Short problem — Nothing before the line containing "In this exercise you will mark each instance of the passenger" belongs in the answer; quote that line and all lines after it through the end of the material, word for word.

Provided material —
◆ ◆ ◆ ◆ ◆ ◆ ◆

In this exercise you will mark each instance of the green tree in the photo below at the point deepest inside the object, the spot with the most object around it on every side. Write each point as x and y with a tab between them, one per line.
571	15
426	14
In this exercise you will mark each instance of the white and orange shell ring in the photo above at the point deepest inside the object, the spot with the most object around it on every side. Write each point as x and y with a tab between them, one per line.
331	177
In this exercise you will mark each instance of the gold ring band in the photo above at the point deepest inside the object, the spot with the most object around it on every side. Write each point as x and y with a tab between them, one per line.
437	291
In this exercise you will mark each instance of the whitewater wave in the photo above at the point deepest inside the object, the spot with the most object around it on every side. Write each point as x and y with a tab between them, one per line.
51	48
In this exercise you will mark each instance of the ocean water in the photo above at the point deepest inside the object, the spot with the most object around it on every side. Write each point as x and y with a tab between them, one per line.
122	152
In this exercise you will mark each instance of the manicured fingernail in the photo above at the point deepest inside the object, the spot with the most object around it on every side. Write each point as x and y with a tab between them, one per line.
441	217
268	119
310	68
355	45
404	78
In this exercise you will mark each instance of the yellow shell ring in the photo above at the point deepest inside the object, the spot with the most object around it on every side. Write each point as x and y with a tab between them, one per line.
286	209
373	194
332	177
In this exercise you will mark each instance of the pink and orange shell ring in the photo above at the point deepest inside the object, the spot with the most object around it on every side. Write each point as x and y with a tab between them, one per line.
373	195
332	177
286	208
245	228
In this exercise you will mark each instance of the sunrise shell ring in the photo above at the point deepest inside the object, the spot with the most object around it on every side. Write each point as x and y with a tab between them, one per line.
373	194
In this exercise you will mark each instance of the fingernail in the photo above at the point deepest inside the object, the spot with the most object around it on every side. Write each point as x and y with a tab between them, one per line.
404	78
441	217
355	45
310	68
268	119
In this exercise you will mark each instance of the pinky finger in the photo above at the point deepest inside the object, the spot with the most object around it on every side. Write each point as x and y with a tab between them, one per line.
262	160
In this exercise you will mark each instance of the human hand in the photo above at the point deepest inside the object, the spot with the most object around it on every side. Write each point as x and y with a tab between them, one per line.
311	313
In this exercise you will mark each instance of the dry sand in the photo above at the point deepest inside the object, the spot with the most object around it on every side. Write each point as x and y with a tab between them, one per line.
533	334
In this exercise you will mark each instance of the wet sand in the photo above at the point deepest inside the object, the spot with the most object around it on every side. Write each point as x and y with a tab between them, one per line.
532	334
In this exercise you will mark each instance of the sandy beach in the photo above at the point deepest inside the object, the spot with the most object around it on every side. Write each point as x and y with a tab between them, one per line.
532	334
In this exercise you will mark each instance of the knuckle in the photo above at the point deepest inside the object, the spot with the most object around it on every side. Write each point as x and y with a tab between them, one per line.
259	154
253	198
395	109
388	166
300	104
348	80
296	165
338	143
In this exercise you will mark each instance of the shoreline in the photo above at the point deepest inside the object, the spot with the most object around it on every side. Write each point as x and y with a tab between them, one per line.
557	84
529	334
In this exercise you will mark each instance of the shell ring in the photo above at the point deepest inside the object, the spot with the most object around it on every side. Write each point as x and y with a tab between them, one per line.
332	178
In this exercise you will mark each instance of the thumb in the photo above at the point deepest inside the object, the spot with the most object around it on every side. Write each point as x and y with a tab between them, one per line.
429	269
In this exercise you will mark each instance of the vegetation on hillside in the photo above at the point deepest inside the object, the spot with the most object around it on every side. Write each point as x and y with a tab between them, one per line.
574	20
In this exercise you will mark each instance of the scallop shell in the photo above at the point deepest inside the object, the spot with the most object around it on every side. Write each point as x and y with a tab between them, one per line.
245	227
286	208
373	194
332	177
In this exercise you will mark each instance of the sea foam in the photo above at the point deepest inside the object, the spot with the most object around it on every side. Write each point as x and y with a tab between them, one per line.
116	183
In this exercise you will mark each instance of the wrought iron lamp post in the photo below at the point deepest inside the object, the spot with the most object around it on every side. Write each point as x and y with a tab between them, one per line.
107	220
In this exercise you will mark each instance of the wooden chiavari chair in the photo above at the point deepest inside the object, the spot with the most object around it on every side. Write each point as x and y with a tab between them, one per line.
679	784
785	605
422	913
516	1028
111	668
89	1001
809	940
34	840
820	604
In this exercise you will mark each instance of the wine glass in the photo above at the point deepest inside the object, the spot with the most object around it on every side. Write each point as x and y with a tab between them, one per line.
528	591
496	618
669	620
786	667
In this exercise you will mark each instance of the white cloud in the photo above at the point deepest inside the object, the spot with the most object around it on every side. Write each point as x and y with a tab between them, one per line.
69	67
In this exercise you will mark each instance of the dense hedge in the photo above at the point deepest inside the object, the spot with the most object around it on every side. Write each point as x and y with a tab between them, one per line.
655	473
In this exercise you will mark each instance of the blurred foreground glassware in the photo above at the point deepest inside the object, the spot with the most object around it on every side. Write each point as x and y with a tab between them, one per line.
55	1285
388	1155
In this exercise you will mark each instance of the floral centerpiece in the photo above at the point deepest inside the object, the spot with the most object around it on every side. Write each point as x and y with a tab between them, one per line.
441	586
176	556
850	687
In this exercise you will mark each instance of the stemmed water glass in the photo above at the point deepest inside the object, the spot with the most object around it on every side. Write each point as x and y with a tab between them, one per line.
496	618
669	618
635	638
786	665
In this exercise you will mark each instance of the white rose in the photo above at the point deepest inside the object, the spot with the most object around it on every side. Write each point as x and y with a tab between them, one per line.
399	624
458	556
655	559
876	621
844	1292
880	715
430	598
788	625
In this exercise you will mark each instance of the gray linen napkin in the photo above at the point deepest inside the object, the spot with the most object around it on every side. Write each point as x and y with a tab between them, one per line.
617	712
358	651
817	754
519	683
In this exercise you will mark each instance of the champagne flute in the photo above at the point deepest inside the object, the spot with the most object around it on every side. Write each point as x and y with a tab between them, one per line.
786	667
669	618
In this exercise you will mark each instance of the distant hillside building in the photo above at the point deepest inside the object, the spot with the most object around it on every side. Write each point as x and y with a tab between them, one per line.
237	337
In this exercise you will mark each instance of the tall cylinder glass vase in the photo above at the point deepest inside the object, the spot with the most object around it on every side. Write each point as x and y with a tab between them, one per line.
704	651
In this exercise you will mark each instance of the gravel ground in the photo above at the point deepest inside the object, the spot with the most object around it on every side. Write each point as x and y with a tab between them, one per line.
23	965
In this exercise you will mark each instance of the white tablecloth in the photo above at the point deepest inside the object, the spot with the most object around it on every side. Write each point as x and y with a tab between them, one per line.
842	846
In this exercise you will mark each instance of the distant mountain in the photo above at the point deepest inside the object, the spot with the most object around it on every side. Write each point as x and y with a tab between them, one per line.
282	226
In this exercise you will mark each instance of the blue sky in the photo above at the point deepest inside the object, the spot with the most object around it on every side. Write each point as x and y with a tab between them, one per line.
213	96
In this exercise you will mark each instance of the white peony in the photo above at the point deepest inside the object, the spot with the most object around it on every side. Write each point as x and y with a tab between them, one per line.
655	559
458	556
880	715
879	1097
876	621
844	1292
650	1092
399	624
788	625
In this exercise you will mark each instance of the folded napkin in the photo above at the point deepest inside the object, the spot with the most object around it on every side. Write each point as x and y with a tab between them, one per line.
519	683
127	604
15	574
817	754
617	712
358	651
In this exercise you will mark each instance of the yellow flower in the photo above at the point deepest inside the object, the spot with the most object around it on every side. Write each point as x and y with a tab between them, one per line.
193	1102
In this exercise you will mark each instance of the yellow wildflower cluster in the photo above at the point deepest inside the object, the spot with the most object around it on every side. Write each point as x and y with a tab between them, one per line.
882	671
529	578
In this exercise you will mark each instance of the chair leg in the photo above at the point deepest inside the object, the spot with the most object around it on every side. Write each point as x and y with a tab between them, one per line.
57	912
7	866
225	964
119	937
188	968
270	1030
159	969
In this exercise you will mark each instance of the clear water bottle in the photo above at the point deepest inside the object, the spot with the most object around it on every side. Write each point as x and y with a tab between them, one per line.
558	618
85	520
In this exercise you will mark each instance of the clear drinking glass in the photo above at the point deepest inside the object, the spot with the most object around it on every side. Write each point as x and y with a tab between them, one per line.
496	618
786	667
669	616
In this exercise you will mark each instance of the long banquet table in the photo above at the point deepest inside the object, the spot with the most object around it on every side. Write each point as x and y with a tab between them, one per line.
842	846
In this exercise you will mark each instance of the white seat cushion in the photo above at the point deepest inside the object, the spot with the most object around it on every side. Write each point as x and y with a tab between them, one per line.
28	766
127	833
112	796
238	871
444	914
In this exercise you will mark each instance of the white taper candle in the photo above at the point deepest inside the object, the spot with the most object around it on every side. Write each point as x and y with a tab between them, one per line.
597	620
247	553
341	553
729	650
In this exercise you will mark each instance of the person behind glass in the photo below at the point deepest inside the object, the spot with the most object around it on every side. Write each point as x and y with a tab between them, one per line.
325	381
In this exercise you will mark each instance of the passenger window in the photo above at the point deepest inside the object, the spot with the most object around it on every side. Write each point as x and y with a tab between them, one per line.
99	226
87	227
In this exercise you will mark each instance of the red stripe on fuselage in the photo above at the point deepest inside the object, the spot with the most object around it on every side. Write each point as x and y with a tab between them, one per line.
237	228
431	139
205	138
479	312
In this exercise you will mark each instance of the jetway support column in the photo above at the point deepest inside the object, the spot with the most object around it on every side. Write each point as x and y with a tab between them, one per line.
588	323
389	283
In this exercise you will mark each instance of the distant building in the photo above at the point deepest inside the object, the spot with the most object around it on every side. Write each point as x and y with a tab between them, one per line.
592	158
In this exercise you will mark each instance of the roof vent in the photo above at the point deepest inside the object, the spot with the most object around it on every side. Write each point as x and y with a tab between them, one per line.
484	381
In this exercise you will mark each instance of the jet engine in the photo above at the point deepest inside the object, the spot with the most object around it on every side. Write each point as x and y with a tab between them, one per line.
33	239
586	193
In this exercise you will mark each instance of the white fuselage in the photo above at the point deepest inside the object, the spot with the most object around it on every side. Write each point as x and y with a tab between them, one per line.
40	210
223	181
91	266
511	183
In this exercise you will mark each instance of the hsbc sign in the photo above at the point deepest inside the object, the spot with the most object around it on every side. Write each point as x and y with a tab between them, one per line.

◆ ◆ ◆ ◆ ◆ ◆ ◆

The output —
In this exercise you will mark each instance of the passenger window in the photo above at the point deepest inside the object, the spot with the most object around it on every side. Write each point as x and y with a tab between them, one per line.
99	226
87	227
In this exercise you will mark each instance of the red stripe on fuselage in the photo above at the point deepest inside the object, the spot with the most object around it on every side. Write each point as x and y with a tab between them, one per line.
237	228
431	139
205	138
479	312
In this exercise you will mark each instance of the jetway support column in the photo above at the point deepest inside the object, the spot with the most object around it on every side. Write each point as x and y with a tab between them, one per line.
588	323
389	283
In this exercise you will mark each instance of the distant building in the photo above at the point deepest inside the object, the spot with the most object around it on every side. Write each point as x and y with a tab between them, one per line.
592	158
In this exercise you will mark each instance of the roof vent in the photo above at the point deepest inside the object, the spot with the most object around it on every side. Write each point as x and y with a tab between them, one per line.
484	381
In this exercise you will mark each instance of the jet engine in the photo above at the point deepest inside the object, the spot with the most object around it on every side. Write each point as x and y with a tab between them, one per line.
33	239
586	193
In this exercise you will mark each instance of the white fuselage in the photo above at the point deepest inside the object, the spot with the most object around it on every side. Write each point as x and y with a tab between them, one per line.
40	210
223	181
91	266
511	183
In this exercise you will mark each instance of the hsbc sign in the photo above at the point deepest inside the object, the spot with the most object around it on every side. Write each point as x and y with a tab between them, one per line.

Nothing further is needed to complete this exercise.